:: Study text ::

So, it rained most of yesterday. It was appropriate, I suppose, given that I spent much of the morning in a meeting with other mums of babies who've passed on. These women all have gone on to have children or want to have children (mostly the former) and whilst it was cathartic, it was also a bit. . . overwhelming. Of course, I hid the real crazy and didn't mention taxidermy. You're proud, I know.

But it would make a great TV show, if there were more a market for Twilight Zone/Surreal TV.

Monday, 9 August 2010

Damn you, Stephen Crane

We laid part of you to rest in Suffolk on a Saturday with you Auntie S, Tanzie and little Pedro.

The ashes of a 5lb, 7 ounce baby takes up the same space as Pedro, a much loved, fat cat.

I have had this poem running through my head off and on the last week, in between flushes of heat and spastic colons, and chaotic dreams. Last night, we were sailing and you were high up on the masts.

In the desert

In the desert
I saw a creature, naked, bestial,
Who, squatting upon the ground,
Held his heart in his hands,
And ate of it.
I said: "Is it good, friend?"
"It is bitter-bitter," he answered;
"But I like it
Because it is bitter,
And because it is my heart."

Saturday, 17 July 2010

Wherein Mama loses her basket

I've been wandering around in my mind a lot lately, little one. Thinking about you, and life, and moving on, and going back and I think about things I've read, snippets of stories, fragments of other people's lives (because, as an archivist, one spends a great deal of time up to one's elbows in other people's lives), lines from poems half remembered and all mashed up togehter. . .

'Love's the boy stood on the burning deck
trying to recite "The boy stood on
the burning deck.'

I've fallen ill again. Or am ill still, depending, I suppose, on what has caused this next spectacular infection. Surely, says one Dr, you can't have been feeling poorly for long. Surely, says another, you can't be as large as you claim you were in just January. Photographic evidence is just boggling when presented, and my temper is wrought, it takes nothing for an explosion. I've spend 3 nights and 3 days in hospital, like a cruise. A short cruise, maybe to Cozumel. The last month has been a blur of broken sleep, nightmares, frantic days at work, exhausted seconds, minutes, hours at home - the world moving in slow motion whilst the heat of summer presses into my skin, into my head.

Losing you has only reinforced something I've known for a while: The art of losing one's mind isn't all that hard to master.

:::
:: Given data ::

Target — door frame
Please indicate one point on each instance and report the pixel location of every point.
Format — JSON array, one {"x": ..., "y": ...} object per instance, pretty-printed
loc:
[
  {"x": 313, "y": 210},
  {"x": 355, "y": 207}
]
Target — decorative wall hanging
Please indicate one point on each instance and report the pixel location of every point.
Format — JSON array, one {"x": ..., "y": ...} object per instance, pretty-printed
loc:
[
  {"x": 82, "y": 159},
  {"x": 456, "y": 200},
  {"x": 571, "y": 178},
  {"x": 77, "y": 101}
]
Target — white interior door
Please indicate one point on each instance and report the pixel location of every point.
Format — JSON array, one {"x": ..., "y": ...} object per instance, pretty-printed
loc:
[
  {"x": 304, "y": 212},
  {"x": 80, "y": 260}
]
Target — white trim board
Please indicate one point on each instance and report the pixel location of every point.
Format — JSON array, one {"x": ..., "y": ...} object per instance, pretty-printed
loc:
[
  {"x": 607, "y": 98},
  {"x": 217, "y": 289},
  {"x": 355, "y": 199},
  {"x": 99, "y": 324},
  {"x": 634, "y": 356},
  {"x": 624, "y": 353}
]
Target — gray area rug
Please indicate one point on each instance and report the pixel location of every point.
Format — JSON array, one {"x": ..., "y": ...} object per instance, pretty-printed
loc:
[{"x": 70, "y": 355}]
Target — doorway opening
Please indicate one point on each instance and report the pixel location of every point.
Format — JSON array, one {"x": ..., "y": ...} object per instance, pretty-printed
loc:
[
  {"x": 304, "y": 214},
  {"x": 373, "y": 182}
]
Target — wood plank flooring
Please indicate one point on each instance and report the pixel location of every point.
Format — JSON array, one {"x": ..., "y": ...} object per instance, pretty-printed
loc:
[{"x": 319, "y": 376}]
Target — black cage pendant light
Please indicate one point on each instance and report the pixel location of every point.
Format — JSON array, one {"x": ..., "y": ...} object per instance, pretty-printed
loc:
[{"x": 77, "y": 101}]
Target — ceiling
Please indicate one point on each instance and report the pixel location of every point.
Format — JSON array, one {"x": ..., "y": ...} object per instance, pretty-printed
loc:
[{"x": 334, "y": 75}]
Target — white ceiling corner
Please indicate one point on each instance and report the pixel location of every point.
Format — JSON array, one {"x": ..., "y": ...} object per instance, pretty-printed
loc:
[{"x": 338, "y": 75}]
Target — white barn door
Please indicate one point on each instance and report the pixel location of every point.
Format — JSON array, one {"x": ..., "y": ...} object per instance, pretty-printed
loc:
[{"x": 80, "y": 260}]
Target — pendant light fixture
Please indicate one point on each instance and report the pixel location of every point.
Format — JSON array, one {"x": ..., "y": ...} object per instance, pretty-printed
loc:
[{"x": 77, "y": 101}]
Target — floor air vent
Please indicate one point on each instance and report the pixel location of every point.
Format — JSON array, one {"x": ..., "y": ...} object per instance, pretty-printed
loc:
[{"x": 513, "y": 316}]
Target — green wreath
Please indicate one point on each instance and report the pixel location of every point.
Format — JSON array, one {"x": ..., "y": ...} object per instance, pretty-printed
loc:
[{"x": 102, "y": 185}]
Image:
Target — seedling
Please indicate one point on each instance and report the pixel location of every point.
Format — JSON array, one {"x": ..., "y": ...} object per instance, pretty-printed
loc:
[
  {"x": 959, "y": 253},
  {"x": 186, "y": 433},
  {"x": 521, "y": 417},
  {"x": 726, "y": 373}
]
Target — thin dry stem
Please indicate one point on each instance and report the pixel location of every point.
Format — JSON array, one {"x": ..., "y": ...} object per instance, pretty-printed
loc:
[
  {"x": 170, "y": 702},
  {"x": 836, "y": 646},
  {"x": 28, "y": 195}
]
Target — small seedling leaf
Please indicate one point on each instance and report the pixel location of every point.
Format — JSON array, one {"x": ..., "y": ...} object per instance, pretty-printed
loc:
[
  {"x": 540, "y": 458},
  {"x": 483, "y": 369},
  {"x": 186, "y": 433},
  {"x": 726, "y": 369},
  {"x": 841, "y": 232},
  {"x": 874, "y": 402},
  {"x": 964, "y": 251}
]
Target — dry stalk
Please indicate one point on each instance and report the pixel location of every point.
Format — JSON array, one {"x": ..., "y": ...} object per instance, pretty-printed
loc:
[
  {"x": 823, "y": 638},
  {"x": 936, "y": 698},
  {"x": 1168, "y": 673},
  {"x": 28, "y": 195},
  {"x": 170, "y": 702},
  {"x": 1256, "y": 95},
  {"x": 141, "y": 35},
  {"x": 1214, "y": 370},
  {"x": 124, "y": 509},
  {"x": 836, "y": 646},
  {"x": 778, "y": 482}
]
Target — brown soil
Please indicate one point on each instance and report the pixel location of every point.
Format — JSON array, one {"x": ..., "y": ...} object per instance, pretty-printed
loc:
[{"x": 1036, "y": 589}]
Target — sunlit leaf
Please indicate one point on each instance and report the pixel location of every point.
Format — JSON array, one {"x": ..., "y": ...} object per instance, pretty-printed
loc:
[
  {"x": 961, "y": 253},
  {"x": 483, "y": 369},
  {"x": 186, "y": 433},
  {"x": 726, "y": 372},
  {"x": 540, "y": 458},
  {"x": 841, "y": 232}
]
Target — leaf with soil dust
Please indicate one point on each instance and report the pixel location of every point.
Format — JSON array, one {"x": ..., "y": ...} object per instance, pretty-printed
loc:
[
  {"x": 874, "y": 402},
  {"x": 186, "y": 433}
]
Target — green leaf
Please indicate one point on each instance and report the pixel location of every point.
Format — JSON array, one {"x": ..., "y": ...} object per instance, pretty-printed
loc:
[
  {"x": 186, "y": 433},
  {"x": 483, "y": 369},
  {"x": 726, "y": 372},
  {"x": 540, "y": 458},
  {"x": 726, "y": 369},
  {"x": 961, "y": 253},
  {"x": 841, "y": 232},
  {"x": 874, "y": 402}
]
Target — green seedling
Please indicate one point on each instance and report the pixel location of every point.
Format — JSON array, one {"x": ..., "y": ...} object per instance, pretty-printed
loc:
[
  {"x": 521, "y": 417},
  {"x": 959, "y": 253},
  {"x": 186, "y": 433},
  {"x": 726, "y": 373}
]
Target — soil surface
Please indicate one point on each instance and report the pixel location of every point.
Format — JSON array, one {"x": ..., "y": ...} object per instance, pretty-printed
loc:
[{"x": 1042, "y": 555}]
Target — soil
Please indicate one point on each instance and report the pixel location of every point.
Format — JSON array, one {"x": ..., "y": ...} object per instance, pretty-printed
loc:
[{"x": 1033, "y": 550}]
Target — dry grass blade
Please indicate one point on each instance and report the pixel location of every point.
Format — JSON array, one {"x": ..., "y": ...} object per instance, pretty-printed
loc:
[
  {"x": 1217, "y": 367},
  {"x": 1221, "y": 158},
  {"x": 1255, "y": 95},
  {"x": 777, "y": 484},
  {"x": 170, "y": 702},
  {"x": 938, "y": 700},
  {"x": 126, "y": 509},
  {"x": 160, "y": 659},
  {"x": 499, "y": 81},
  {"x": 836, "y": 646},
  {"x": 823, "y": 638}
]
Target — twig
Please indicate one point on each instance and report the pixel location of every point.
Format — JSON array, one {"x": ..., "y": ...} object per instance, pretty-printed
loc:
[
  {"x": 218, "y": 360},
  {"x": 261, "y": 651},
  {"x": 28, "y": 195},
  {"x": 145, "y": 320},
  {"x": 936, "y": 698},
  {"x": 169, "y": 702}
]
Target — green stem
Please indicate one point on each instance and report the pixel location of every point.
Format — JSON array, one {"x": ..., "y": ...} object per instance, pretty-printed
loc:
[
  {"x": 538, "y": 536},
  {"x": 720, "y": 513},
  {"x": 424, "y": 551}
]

:::

_Work instruction 1_. Decide whether each of these statements agrees with the blog excerpt, answering yes or no and quoting the exact words of the blog excerpt that settle it. (a) The ashes of the baby take up the same space as Pedro the cat. (b) The writer spent three nights and three days in hospital. (c) The writer mentioned taxidermy at the meeting with other mothers.
_Work instruction 2_. Continue the blog excerpt from its final sentence, keeping its voice.

_Final answer 1_.
(a) Yes: "The ashes of a 5lb, 7 ounce baby takes up the same space as Pedro, a much loved, fat cat."
(b) Yes: "I've spend 3 nights and 3 days in hospital, like a cruise."
(c) No: "Of course, I hid the real crazy and didn't mention taxidermy."

_Final answer 2_.
Strangely, I think I miss you now more than I did. . . I miss your smell, your little hands, your little eye lashes, and your little rosebud mouth. I miss everything about you and the further I move away from that point in time when I held you, the harder some days it is to breathe. The more I want to throw my head back and howl with rage and joy. Sometimes line seems to blur between where I am, where I've been, where you were lost and I can't remember which moment I am in. . . little things screw up my sense of timing: waking up in an emergency room in pain after dozing off.

Wednesday, 30 June 2010

And we came back. We did this well over a week ago, so you're probably wondering, Little One, what I could be doing that kept me from writing to you. Well, let's just leave it to say that the hits just keep on coming.

We left on a Thursday night. This would normally have been smooth sailing. I would have packed a scrummy dinner to be eaten on the ferry. I might have even tissue-wrapped your father's shirts. Stranger things have happened. Instead, all of my good intentions flew out the window with a bit of scalding hot coffee and a trip to the emergency room. Result: a 10-inch long, varyingly wide burn that ran from the bendy in my waist to my upper thigh.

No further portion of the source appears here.